> **Extracted data**:
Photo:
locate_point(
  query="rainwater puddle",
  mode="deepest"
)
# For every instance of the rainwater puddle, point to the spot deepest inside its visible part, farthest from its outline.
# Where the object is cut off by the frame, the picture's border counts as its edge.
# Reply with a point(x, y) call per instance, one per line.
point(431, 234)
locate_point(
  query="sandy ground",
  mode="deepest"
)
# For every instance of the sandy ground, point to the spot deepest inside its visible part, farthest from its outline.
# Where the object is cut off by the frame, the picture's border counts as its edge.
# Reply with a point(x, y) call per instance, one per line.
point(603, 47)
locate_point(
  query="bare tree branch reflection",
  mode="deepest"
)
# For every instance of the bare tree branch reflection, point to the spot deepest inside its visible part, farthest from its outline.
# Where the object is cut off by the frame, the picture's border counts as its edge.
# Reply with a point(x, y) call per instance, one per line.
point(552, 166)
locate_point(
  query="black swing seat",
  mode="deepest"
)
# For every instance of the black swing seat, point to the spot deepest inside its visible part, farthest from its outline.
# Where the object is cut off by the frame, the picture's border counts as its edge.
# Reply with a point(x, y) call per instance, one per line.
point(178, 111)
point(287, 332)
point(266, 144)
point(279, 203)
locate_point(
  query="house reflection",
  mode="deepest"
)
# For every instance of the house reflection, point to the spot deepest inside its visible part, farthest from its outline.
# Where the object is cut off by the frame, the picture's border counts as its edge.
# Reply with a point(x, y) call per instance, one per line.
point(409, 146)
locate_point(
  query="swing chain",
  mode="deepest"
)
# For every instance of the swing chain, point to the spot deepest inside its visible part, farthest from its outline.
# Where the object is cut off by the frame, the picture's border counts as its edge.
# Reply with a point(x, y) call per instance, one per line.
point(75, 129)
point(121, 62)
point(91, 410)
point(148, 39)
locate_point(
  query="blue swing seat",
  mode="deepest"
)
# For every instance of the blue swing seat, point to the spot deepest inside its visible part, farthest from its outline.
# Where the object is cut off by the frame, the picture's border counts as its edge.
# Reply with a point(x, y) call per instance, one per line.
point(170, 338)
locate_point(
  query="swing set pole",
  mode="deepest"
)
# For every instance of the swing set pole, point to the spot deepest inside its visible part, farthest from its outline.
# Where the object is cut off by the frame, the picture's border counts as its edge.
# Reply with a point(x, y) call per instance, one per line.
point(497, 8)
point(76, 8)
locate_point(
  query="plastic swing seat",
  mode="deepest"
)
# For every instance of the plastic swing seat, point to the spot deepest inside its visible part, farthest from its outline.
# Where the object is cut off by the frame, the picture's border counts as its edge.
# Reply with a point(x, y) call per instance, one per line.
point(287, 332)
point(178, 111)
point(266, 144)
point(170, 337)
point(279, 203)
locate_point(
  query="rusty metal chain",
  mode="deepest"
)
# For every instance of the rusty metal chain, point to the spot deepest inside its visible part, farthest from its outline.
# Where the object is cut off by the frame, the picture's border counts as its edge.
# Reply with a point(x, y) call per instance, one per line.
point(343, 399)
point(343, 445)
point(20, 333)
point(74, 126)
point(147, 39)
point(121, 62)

> **The problem**:
Search the material for lines holding the word "pole", then say how many there are and nothing more.

> **Solution for this problem**:
2